_Task prompt_:
Retype every record that follows, character for character.

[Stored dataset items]

• • • • • • •

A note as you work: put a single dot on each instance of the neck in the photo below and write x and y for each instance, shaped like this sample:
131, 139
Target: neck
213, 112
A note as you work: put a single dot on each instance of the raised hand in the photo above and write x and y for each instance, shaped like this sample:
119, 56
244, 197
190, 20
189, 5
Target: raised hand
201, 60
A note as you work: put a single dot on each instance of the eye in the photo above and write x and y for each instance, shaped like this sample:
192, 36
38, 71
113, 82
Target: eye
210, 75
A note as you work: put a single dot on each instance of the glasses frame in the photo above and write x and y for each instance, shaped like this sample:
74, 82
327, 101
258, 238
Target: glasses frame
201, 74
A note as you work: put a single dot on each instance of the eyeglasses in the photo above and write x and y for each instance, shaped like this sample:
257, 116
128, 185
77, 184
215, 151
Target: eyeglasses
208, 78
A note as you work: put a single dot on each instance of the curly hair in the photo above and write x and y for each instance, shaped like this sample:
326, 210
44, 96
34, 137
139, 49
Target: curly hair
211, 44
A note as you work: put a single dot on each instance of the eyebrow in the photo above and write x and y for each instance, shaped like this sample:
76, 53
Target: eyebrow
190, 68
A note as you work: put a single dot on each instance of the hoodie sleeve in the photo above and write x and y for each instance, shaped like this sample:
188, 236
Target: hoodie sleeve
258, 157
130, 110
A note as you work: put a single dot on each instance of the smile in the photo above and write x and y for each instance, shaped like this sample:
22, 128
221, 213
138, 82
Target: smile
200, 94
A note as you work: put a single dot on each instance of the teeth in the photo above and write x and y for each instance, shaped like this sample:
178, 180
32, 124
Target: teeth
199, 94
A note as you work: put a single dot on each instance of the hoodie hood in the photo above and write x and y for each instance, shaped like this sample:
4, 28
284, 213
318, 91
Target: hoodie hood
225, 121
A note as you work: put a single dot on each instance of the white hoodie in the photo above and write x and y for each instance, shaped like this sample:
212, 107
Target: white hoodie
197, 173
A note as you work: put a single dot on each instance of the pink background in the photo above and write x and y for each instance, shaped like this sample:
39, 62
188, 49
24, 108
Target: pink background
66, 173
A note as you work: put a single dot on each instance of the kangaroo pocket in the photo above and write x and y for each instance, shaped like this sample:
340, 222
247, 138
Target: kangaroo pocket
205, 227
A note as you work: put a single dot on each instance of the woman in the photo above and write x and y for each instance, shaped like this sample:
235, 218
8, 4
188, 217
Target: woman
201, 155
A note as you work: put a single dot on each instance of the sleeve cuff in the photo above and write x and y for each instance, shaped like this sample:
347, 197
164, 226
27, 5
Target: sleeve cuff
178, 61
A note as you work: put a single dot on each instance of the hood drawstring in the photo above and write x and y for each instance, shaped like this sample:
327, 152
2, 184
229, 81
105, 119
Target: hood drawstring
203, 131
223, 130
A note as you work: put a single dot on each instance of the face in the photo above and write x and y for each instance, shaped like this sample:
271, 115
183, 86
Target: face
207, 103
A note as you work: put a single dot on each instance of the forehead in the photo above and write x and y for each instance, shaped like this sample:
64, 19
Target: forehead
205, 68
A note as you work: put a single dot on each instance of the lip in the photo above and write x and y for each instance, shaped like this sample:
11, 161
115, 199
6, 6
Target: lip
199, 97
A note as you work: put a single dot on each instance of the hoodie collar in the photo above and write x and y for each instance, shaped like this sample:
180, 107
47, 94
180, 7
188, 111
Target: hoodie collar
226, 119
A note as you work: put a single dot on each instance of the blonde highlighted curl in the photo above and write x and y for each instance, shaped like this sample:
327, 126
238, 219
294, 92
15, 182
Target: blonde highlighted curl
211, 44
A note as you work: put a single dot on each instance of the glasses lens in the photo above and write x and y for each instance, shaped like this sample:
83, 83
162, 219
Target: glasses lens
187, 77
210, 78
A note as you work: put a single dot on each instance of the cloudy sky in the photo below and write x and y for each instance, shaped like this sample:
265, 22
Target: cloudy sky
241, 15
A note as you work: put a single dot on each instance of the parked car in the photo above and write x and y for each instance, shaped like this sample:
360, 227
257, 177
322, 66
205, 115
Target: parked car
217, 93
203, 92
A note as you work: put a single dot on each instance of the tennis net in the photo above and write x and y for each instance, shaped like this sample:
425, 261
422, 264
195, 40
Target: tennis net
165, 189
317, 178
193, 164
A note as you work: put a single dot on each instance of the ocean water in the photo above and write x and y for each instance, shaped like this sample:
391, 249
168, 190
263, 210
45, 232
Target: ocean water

• • • • • • •

_The completed task_:
A note as you work: put a single dot on each instance of the neck in the photo below and write x and y for each instance, shaped like this sample:
131, 139
Target: neck
213, 112
A note as you work: put a single dot on each instance of the raised hand in the photo above and write x and y for each instance, shaped like this sample:
119, 56
244, 197
190, 20
189, 5
Target: raised hand
201, 60
A note as you work: put a single dot on each instance of the eye in the photo above and write x and y for each instance, shaped like this sample:
192, 36
38, 71
113, 82
Target: eye
210, 75
A note as you work: put a single dot on each instance of the glasses frame in the photo above and write x and y for each instance, shaped like this sample:
74, 82
327, 101
258, 238
Target: glasses frame
201, 74
A note as you work: put a single dot on each instance of the eyeglasses in the photo above and write x and y for each instance, shaped like this sample:
257, 116
128, 185
77, 184
215, 151
Target: eyeglasses
208, 78
A note as you work: put a single dot on each instance of the curly hair in the photo above and write x and y for each instance, shaped like this sample:
326, 210
44, 96
34, 137
139, 49
Target: curly hair
211, 44
A note as you work: put a single dot on each instance of the eyebrow in the photo above and write x and y for each instance, shaped like this sample:
76, 53
Target: eyebrow
190, 68
A note as you work: put a single dot on each instance of the hoodie sleeve in the photo above and write x and y for each instance, shaped like this sample:
188, 236
Target: hoodie sleeve
258, 157
130, 110
A note as you work: put a single dot on each instance of the smile in the photo above and write x and y for each instance, shaped like this sample:
22, 128
221, 213
138, 82
Target: smile
200, 94
A note as you work: put a single dot on each instance of the teeth in the photo above and write x and y for each instance, shaped like this sample:
178, 180
32, 124
Target: teeth
199, 94
A note as you work: put a single dot on each instance of the hoodie hood in the photo above and write x and y for each instance, shaped like this sample:
4, 28
284, 213
318, 91
Target: hoodie hood
225, 121
A note as you work: put a single dot on each instance of the white hoodie in the photo above and write x and y for each instance, shaped like this sample:
212, 107
Target: white hoodie
197, 173
A note as you work: put a single dot on each instance of the pink background in the photo above and write x and y for each instance, shaped like this sample:
39, 62
188, 49
24, 108
Target: pink background
66, 173
A note as you work: put a single dot on each instance of the kangaroo pocket in the photo above and write x and y for each instance, shaped like this sample:
340, 222
247, 138
Target: kangaroo pocket
205, 227
A note as you work: put a single dot on each instance of the woman in the photo above and write x and y for each instance, shaped like this sample:
235, 218
8, 4
188, 217
Target: woman
201, 155
A note as you work: put a single dot on each instance of the sleeve cuff in the photo above and write x and y for each instance, shaped like this sample:
347, 197
164, 226
27, 5
Target: sleeve cuff
178, 61
A note as you work: put a single dot on each instance of the hood drawstring in the photo above and write x and y for each instance, shaped like this sample:
327, 152
2, 184
229, 81
105, 119
Target: hood drawstring
203, 131
223, 130
A note as you work: put a single dot on each instance of the face in the photo above and write x and y for each instance, shaped like this sample:
271, 115
183, 86
Target: face
207, 103
A note as you work: put a single dot on each instance of the forehead in the photo above and write x and y for each instance, shaped like this sample:
64, 19
Target: forehead
205, 68
A note as you work: put a single dot on each instance of the lip in the photo above and write x and y for each instance, shaped like this sample:
11, 161
115, 199
6, 6
Target: lip
199, 97
A note as you work: put a single dot on each instance of the hoodie collar in the photo above and write x and y for each instance, shaped like this sample:
180, 107
47, 94
180, 7
188, 111
Target: hoodie collar
226, 119
A note as you work: put a single dot on each instance of the blonde highlighted curl in the photo above and write x and y for each instance, shaped like this sample:
327, 126
238, 219
294, 92
15, 182
Target: blonde highlighted curl
211, 44
A note as you work: put a single dot on each instance of the glasses lens in the photo above and write x and y for each instance, shaped like this sample:
83, 83
162, 219
Target: glasses lens
187, 77
210, 78
A note as you work: put a single dot on each instance of the cloudy sky in the photo below and write x and y for each instance, shaped like this sample:
265, 22
Target: cloudy sky
241, 15
A note as you work: put a single dot on each instance of the parked car in the photo above and write x and y for each instance, shaped like this sample:
360, 227
257, 177
322, 66
205, 115
Target: parked car
217, 93
203, 92
A note as you work: put a single dot on each instance of the tennis net in the photo above and write x and y for each instance, shaped like this sample:
425, 261
422, 264
195, 40
Target: tennis net
165, 189
317, 178
193, 164
A note as you work: put a single dot on each instance of the ocean water in the photo above and write x and y for each instance, shaped like this sample:
391, 249
168, 190
263, 210
45, 232
Target: ocean water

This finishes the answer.